### Text shown

I have and am reading Hoke's book, and I've been searching/reading in this forum for days, so please don't think I'm going to attempt this without being ready. 

Sometimes it's just nice to talk with like minded people who are excited and enthusiastic by the prospect of alternative gold mining efforts.

Respect! I've attached the first few photos! I'd love to hear from you all!


----------



## patnor1011 (Dec 22, 2016)

Propane torch is overkill. You will be better suited with heat gun, all it need to remove pins is like 10 seconds and a tap over container where you collect pins. Sorting out capacitors from pins is a pain and if you opt for doing it after pins are harvested be prepared that your eyes will hurt just few minutes into doing it. It will take hours with this quantity. Better might be to remove capacitors before removing pins. It may be debatable what is better as both methods are time consuming but I just like to remove capacitors by hand with a chisel before I remove pins. 

To remove heatsink I used simple and fast method. No need to try to pry them off I nearly got hernia doing it until I found something easier. Use shallow pan, put 1cm of yellow sand on it and put cpus there laying on heatsink. It goes so fast I was barely able to keep up taking them out and putting in new.


----------



## Damien (Dec 22, 2016)

### Supplied data
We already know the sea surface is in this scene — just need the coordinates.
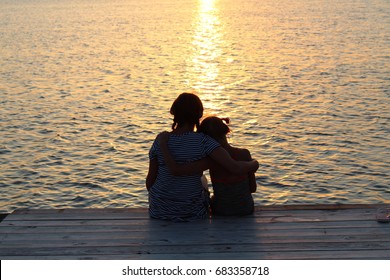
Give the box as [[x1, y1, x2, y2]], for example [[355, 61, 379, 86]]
[[0, 0, 390, 212]]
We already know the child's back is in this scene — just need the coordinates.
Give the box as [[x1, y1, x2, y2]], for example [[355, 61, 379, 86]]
[[200, 117, 256, 216]]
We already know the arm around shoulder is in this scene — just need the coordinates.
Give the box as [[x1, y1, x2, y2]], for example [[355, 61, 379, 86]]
[[210, 147, 259, 174]]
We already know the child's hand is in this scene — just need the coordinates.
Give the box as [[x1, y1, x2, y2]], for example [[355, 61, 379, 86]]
[[157, 131, 170, 145]]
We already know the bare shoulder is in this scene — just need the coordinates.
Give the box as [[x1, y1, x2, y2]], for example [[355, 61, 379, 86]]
[[234, 148, 252, 161]]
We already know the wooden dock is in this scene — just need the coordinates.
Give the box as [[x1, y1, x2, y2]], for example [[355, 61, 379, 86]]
[[0, 204, 390, 260]]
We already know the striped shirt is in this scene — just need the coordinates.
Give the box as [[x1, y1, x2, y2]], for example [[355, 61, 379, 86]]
[[149, 132, 220, 221]]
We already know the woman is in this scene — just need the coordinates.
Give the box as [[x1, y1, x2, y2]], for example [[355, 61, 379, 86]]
[[146, 93, 259, 221]]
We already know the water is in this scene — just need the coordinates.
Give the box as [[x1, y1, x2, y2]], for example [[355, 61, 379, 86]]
[[0, 0, 390, 212]]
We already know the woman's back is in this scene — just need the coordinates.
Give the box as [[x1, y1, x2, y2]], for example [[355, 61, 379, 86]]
[[149, 132, 220, 221]]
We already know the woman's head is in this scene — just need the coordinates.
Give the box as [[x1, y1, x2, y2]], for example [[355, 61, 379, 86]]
[[170, 92, 203, 129], [199, 117, 230, 140]]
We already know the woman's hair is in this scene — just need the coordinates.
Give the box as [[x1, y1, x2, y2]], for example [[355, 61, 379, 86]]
[[170, 92, 203, 130], [199, 116, 231, 140]]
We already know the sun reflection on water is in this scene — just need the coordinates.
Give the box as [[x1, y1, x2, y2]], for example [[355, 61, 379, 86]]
[[187, 0, 228, 113]]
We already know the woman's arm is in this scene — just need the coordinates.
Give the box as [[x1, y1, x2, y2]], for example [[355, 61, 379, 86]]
[[146, 158, 158, 191], [242, 149, 257, 193], [158, 132, 211, 176], [210, 147, 259, 174]]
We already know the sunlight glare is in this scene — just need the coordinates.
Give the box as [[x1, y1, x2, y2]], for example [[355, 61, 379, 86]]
[[188, 0, 228, 113]]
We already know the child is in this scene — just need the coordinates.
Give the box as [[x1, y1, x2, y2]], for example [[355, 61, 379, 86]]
[[160, 117, 257, 216]]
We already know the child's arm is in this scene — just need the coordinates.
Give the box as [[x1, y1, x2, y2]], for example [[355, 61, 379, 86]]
[[247, 150, 257, 193], [146, 156, 158, 191], [236, 149, 257, 193], [158, 132, 211, 176]]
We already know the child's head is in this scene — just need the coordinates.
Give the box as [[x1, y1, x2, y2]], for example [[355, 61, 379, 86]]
[[199, 117, 230, 141], [170, 92, 203, 129]]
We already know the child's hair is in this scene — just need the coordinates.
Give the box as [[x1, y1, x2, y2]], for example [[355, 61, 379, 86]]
[[199, 116, 231, 140], [170, 92, 203, 130]]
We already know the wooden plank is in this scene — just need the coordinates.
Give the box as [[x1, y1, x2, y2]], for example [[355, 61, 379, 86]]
[[2, 242, 390, 259], [0, 205, 390, 259], [0, 221, 386, 234], [0, 234, 390, 250], [0, 250, 390, 260], [1, 210, 376, 224], [2, 224, 390, 242]]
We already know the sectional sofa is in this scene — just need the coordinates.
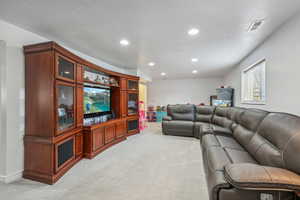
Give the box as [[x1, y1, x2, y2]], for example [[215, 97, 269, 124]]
[[162, 105, 300, 200]]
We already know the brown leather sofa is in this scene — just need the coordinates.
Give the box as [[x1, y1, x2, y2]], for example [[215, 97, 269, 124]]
[[163, 106, 300, 200]]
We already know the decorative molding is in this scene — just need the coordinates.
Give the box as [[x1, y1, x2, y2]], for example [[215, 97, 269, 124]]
[[0, 170, 23, 183]]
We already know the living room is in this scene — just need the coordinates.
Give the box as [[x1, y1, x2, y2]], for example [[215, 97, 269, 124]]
[[0, 0, 300, 200]]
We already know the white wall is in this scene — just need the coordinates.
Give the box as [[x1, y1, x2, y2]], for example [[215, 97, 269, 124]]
[[148, 78, 222, 106], [0, 40, 6, 178], [0, 20, 132, 182], [224, 12, 300, 115]]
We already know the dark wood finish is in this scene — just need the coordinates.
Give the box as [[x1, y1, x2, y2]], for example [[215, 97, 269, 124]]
[[127, 115, 140, 136], [120, 91, 127, 118], [23, 42, 139, 184], [120, 78, 127, 90], [104, 124, 116, 144], [84, 119, 126, 159], [25, 52, 55, 137], [75, 132, 83, 158], [116, 120, 127, 138], [55, 52, 77, 83], [111, 88, 122, 118], [76, 85, 84, 127], [76, 64, 83, 84], [92, 127, 105, 151], [55, 80, 76, 136], [84, 80, 120, 87], [54, 136, 76, 173]]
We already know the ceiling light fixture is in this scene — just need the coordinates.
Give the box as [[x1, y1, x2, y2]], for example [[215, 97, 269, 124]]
[[248, 19, 264, 32], [192, 58, 198, 62], [120, 39, 130, 46], [188, 28, 199, 36], [148, 62, 155, 67]]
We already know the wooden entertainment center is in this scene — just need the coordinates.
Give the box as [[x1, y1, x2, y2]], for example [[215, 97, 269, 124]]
[[23, 42, 139, 184]]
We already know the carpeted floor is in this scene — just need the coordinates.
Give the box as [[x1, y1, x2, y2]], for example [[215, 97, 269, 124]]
[[0, 123, 208, 200]]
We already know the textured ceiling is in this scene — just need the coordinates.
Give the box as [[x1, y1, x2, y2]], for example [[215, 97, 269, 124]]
[[0, 0, 300, 78]]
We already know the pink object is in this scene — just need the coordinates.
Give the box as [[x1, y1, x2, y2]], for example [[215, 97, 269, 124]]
[[139, 101, 147, 131]]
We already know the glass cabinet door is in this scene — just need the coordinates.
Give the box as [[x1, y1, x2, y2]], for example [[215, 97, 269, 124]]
[[127, 93, 138, 115], [56, 55, 75, 81], [57, 83, 75, 133], [127, 80, 139, 90]]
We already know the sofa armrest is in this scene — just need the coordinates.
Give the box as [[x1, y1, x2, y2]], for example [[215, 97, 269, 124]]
[[200, 125, 214, 135], [224, 163, 300, 192], [163, 116, 172, 121]]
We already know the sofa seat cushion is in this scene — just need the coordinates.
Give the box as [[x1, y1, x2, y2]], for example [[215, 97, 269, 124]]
[[224, 148, 257, 164], [205, 146, 231, 172], [202, 134, 221, 147], [194, 122, 210, 138], [163, 120, 194, 136], [212, 125, 232, 135], [216, 135, 244, 151], [168, 120, 194, 131], [202, 134, 244, 151]]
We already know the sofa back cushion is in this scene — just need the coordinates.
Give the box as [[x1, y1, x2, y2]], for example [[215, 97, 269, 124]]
[[212, 106, 229, 127], [233, 109, 268, 150], [195, 106, 215, 123], [167, 104, 195, 121], [249, 113, 300, 174]]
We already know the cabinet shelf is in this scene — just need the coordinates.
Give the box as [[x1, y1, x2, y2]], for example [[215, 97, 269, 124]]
[[84, 80, 120, 87]]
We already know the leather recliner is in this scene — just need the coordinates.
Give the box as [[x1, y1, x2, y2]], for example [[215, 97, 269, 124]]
[[163, 106, 300, 200]]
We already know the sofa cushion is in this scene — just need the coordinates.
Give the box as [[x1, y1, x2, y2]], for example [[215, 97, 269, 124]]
[[212, 125, 232, 135], [225, 163, 300, 191], [202, 134, 245, 151], [248, 113, 300, 174], [194, 122, 210, 138], [162, 120, 194, 136], [224, 148, 257, 164], [233, 109, 268, 150], [201, 134, 221, 148], [205, 146, 231, 171], [212, 107, 229, 127], [216, 135, 244, 150], [167, 104, 195, 121], [195, 106, 215, 123]]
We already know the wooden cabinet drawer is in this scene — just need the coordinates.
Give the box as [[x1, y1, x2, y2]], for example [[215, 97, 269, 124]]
[[75, 133, 83, 158], [93, 127, 104, 151], [116, 120, 127, 138], [105, 124, 116, 144]]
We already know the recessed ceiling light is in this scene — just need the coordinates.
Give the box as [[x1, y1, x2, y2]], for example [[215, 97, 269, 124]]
[[248, 19, 264, 32], [148, 62, 155, 67], [188, 28, 199, 36], [192, 58, 198, 62], [120, 39, 130, 46]]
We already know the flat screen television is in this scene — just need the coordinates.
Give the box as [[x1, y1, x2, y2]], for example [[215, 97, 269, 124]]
[[84, 87, 111, 115]]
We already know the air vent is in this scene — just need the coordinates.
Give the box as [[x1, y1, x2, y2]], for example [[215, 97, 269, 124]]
[[248, 19, 264, 32]]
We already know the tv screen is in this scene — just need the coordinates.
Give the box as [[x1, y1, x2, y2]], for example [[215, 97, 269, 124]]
[[84, 87, 110, 114]]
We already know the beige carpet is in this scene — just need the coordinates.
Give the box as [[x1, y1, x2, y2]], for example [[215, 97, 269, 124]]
[[0, 123, 208, 200]]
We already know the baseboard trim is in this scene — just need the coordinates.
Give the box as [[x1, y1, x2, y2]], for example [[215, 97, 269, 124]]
[[0, 170, 23, 183]]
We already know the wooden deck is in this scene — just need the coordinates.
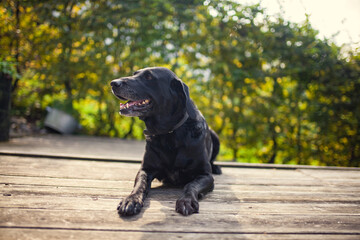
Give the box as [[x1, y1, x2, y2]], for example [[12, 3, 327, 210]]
[[0, 136, 360, 240]]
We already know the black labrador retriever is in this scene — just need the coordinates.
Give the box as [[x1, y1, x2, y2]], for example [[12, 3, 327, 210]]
[[111, 67, 221, 216]]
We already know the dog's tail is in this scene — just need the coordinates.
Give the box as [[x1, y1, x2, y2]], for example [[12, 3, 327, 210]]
[[210, 129, 221, 174]]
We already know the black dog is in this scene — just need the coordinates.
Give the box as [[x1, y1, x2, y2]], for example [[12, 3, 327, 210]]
[[111, 67, 221, 216]]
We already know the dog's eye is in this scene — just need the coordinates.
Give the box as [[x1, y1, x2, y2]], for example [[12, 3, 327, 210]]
[[144, 71, 152, 80]]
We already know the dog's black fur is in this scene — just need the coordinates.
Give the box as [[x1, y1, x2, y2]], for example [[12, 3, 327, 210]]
[[111, 67, 221, 216]]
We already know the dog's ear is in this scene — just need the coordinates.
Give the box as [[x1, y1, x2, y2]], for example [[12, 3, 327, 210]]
[[171, 78, 196, 119]]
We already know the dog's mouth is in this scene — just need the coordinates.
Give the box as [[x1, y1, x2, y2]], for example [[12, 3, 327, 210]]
[[120, 99, 152, 117], [120, 99, 151, 110]]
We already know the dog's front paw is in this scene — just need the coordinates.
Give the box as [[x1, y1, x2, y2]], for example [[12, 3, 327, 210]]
[[176, 197, 199, 216], [117, 195, 144, 216]]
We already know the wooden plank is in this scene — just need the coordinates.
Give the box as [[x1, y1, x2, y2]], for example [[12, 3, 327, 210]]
[[0, 185, 360, 203], [0, 208, 360, 234], [0, 228, 359, 240], [0, 228, 359, 240], [4, 156, 360, 186], [0, 175, 360, 194], [0, 193, 360, 216]]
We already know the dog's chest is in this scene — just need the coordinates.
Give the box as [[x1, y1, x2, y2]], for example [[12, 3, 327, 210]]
[[149, 134, 194, 185]]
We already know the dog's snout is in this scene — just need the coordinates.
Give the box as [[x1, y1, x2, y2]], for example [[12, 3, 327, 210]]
[[110, 80, 121, 87]]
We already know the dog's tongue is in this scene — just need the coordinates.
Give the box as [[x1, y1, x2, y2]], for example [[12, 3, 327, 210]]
[[120, 99, 149, 110]]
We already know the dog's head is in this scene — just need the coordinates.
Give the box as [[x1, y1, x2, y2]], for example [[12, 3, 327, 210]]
[[111, 67, 196, 122]]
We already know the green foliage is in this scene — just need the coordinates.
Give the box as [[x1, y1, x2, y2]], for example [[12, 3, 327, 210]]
[[0, 0, 360, 166]]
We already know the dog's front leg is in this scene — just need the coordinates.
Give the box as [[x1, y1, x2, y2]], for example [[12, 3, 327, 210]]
[[117, 169, 153, 216], [176, 174, 214, 216]]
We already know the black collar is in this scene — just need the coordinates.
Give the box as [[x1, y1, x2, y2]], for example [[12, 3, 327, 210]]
[[144, 112, 189, 137]]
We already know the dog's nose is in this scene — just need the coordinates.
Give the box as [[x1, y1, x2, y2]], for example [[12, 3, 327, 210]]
[[110, 80, 121, 87]]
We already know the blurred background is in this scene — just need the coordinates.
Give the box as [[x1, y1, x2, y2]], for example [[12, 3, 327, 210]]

### Tasks to complete
1 - Please reproduce the forum thread word for word from "Sometimes it's just" up to and including "from you all!".
2 - Transcribe the records word for word, from the line with "We already know the leather" up to and including the line with "[[0, 136, 360, 240]]", and nothing beyond those lines. Leave the pictures out.

### Exercise results
1 -
Sometimes it's just nice to talk with like minded people who are excited and enthusiastic by the prospect of alternative gold mining efforts.

Respect! I've attached the first few photos! I'd love to hear from you all!

2 -
We already know the leather recliner is in this scene — just need the coordinates.
Give the box as [[x1, y1, x2, y2]], for example [[215, 97, 269, 124]]
[[163, 106, 300, 200]]
We already know the sofa cushion is in this scene — just need the coordinates.
Give the box as [[x1, y1, x2, y2]], for example [[215, 97, 269, 124]]
[[212, 125, 232, 135], [225, 163, 300, 191], [202, 134, 245, 151], [248, 113, 300, 174], [194, 122, 210, 138], [162, 120, 194, 136], [224, 148, 257, 164], [233, 109, 268, 150], [201, 134, 221, 148], [205, 146, 231, 171], [212, 107, 229, 127], [216, 135, 244, 150], [167, 104, 195, 121], [195, 106, 215, 123]]
We already know the wooden cabinet drawer is in this scene — just need the coordinates.
Give the box as [[x1, y1, x2, y2]], for example [[215, 97, 269, 124]]
[[75, 133, 83, 158], [93, 127, 104, 151], [116, 120, 127, 138], [105, 124, 116, 144]]
We already know the recessed ceiling light is in this scene — just need the coordinates.
Give the box as [[x1, y1, x2, y2]], for example [[215, 97, 269, 124]]
[[248, 19, 264, 32], [148, 62, 155, 67], [188, 28, 199, 36], [192, 58, 198, 62], [120, 39, 130, 46]]
We already know the flat screen television is in this scene — just need the coordinates.
Give the box as [[x1, y1, x2, y2]], for example [[215, 97, 269, 124]]
[[84, 87, 111, 115]]
We already know the air vent is in this scene — just need the coordinates.
Give the box as [[x1, y1, x2, y2]], for example [[215, 97, 269, 124]]
[[248, 19, 264, 32]]
We already know the tv screen is in this scene — just need the coordinates.
Give the box as [[x1, y1, x2, y2]], for example [[215, 97, 269, 124]]
[[84, 87, 110, 114]]
We already know the beige carpet is in this scene — just need the coordinates.
Give the box as [[x1, y1, x2, y2]], for example [[215, 97, 269, 124]]
[[0, 123, 208, 200]]
We already know the baseboard trim is in this scene — just need the coordinates.
Give the box as [[x1, y1, x2, y2]], for example [[215, 97, 269, 124]]
[[0, 170, 23, 183]]
We already know the wooden deck is in this scene — just need the coordinates.
Give the box as [[x1, y1, x2, y2]], for example [[12, 3, 327, 210]]
[[0, 136, 360, 240]]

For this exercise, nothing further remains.